#### [Input]
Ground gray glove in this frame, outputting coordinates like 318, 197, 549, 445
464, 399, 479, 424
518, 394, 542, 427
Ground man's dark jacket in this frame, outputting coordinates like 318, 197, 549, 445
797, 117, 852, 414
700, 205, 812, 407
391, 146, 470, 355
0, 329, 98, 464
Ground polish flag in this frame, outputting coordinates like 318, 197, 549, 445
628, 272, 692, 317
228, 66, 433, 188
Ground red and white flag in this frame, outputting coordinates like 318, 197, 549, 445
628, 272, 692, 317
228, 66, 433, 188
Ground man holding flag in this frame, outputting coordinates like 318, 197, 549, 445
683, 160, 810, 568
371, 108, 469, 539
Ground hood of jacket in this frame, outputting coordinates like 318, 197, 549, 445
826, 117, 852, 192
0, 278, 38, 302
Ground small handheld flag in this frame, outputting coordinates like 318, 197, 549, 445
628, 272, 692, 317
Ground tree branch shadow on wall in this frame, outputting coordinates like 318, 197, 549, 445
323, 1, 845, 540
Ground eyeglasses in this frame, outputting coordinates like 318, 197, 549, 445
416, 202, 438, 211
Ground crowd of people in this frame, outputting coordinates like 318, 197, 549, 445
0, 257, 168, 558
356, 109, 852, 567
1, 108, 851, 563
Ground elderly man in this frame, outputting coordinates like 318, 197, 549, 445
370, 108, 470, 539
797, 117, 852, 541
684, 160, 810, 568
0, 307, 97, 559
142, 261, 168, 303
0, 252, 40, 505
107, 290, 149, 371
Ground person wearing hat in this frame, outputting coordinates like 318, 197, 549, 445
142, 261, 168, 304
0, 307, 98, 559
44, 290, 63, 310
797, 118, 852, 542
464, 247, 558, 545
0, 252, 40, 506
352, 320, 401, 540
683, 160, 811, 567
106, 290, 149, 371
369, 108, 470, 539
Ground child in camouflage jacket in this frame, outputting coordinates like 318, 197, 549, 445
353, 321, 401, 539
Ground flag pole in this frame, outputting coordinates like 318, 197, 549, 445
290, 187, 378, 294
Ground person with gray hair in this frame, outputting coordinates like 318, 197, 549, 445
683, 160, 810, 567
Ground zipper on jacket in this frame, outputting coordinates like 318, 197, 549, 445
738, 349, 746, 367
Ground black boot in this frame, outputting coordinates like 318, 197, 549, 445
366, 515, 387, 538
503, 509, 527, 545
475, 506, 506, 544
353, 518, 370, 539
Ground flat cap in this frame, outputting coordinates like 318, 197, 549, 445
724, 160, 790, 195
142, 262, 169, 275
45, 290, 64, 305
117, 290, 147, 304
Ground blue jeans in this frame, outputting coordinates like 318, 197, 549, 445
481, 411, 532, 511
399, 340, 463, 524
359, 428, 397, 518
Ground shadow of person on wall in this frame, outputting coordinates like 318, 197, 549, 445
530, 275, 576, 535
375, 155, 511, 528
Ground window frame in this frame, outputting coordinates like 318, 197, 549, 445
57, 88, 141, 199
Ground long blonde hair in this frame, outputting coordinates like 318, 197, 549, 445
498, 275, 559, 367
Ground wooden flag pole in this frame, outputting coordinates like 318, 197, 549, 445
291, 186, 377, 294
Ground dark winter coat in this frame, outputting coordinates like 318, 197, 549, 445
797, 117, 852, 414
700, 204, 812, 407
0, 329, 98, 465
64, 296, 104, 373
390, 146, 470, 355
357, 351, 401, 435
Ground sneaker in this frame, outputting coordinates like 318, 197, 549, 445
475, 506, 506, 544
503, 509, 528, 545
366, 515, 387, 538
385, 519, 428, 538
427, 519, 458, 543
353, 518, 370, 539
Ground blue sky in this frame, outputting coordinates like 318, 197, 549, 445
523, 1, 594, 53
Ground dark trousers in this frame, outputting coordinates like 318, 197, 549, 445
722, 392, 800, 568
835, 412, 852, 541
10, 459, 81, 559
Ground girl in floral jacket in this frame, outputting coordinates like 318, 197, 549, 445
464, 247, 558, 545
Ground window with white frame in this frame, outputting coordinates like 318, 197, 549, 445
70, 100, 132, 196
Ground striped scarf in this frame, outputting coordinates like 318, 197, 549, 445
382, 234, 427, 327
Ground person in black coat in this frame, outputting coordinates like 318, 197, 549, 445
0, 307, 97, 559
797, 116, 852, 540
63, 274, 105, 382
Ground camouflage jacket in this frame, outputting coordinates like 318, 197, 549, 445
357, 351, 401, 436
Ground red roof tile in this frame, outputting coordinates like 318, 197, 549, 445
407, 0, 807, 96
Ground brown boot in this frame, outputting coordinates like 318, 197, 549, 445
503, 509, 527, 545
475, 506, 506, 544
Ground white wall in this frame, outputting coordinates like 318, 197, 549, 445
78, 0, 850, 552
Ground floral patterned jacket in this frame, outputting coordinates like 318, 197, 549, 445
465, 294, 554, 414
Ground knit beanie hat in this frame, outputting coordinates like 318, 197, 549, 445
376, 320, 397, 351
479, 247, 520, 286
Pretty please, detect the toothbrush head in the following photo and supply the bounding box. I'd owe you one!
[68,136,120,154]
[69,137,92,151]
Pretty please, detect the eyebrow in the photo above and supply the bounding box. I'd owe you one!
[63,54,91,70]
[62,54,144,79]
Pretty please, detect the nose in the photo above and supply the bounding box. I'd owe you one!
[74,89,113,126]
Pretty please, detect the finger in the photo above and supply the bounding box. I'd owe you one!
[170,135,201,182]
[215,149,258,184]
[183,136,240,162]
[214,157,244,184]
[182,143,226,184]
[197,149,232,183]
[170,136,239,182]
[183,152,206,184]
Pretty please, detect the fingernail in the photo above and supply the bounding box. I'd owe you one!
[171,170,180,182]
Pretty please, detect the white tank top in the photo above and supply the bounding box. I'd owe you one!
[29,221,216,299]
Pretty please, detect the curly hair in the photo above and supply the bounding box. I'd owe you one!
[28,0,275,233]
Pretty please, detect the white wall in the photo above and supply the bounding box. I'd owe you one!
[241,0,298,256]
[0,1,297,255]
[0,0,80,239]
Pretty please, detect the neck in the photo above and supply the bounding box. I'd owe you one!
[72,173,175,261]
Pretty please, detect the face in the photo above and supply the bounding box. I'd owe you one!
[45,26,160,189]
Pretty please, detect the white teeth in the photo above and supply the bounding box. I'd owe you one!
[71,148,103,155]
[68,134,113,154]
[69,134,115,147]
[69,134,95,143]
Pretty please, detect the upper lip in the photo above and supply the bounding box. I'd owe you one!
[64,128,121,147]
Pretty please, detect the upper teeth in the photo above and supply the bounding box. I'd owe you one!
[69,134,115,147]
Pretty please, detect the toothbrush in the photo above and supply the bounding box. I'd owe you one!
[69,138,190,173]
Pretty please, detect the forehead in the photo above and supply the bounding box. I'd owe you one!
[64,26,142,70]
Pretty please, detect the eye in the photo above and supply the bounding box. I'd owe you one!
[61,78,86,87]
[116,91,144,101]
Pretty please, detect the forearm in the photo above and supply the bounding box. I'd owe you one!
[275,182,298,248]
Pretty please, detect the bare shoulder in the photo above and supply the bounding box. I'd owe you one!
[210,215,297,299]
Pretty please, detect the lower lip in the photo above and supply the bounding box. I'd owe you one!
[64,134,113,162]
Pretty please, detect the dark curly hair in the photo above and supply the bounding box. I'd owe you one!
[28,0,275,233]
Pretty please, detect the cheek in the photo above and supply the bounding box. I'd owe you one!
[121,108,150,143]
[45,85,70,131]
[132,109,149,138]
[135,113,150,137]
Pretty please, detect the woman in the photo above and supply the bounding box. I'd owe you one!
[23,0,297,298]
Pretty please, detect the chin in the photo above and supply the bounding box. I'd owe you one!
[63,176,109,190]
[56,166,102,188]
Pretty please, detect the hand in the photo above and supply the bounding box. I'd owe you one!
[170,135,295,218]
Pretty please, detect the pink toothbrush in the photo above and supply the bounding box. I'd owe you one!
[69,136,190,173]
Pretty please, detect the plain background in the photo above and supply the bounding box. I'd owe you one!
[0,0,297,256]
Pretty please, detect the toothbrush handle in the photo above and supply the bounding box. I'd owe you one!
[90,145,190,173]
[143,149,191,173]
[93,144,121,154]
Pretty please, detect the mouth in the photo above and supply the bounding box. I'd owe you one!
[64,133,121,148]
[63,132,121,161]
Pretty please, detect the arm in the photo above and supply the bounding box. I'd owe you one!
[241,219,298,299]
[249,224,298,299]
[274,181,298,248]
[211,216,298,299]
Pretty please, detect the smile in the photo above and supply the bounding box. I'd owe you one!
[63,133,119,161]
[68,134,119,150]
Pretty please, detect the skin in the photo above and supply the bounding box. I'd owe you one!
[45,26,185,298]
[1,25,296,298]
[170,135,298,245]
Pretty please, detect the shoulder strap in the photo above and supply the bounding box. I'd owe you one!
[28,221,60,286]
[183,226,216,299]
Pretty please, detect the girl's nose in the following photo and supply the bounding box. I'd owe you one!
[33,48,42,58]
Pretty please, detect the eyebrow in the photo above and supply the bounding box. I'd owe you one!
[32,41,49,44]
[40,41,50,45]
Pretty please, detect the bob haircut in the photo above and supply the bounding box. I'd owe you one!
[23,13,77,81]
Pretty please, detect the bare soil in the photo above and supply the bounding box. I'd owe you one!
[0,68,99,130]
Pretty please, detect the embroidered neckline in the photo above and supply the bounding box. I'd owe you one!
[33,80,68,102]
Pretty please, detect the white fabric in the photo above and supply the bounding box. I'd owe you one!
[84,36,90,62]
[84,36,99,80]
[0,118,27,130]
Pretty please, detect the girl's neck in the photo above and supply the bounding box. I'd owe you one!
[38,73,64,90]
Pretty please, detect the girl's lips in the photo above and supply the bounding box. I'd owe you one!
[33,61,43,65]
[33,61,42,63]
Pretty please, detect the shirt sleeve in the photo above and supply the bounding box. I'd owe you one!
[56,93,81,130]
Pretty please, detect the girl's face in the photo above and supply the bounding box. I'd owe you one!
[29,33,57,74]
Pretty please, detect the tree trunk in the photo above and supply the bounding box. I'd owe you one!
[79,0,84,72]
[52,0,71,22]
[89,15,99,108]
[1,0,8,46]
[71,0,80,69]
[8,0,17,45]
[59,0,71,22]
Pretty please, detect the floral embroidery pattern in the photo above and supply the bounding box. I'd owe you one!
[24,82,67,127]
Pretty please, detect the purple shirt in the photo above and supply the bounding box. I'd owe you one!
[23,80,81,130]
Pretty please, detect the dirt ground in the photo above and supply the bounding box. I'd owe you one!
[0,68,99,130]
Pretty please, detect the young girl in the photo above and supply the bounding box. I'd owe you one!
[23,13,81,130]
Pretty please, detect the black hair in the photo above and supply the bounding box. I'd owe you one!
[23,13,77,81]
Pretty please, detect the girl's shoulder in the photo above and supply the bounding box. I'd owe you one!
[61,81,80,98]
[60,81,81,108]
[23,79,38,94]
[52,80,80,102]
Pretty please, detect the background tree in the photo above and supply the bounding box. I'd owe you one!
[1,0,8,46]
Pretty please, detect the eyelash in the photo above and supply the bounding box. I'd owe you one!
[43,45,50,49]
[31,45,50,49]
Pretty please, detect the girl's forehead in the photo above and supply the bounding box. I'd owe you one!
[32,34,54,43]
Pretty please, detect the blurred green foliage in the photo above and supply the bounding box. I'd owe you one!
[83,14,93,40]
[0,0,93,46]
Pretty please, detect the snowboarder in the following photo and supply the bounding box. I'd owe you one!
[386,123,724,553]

#### [Exercise details]
Every line from the one containing "Pretty please, detect the young" to the final line of the listing above should be set down exactly, with nothing added.

#### [Solved problem]
Pretty please, detect the young girl in the photo above and supply the bounding box. I'd owe you one!
[23,13,81,130]
Pretty please, detect the black hair in the photo above and supply the bounding box. I'd owe you one!
[23,13,77,81]
Pretty please, detect the girl's shoulder in the photo above and supply the bounding box. I'd owe you one!
[61,81,80,98]
[60,81,81,108]
[23,79,38,94]
[52,80,80,102]
Pretty please, detect the background tree in the photo above and supply the bounding box. I'd owe you one!
[1,0,8,46]
Pretty please, detect the eyelash in the photo above and supply the bounding box. I'd owe you one!
[43,45,50,49]
[31,45,50,49]
Pretty please, detect the girl's forehead in the photo above and supply the bounding box. I'd owe you one!
[32,34,54,43]
Pretty please, detect the blurred green foliage in the photo above and supply the bounding box. I'd owe you one!
[83,14,93,40]
[0,0,93,46]
Pretty please, detect the snowboarder in the following photo and supply the bounding box. I'd owe you one!
[386,123,724,553]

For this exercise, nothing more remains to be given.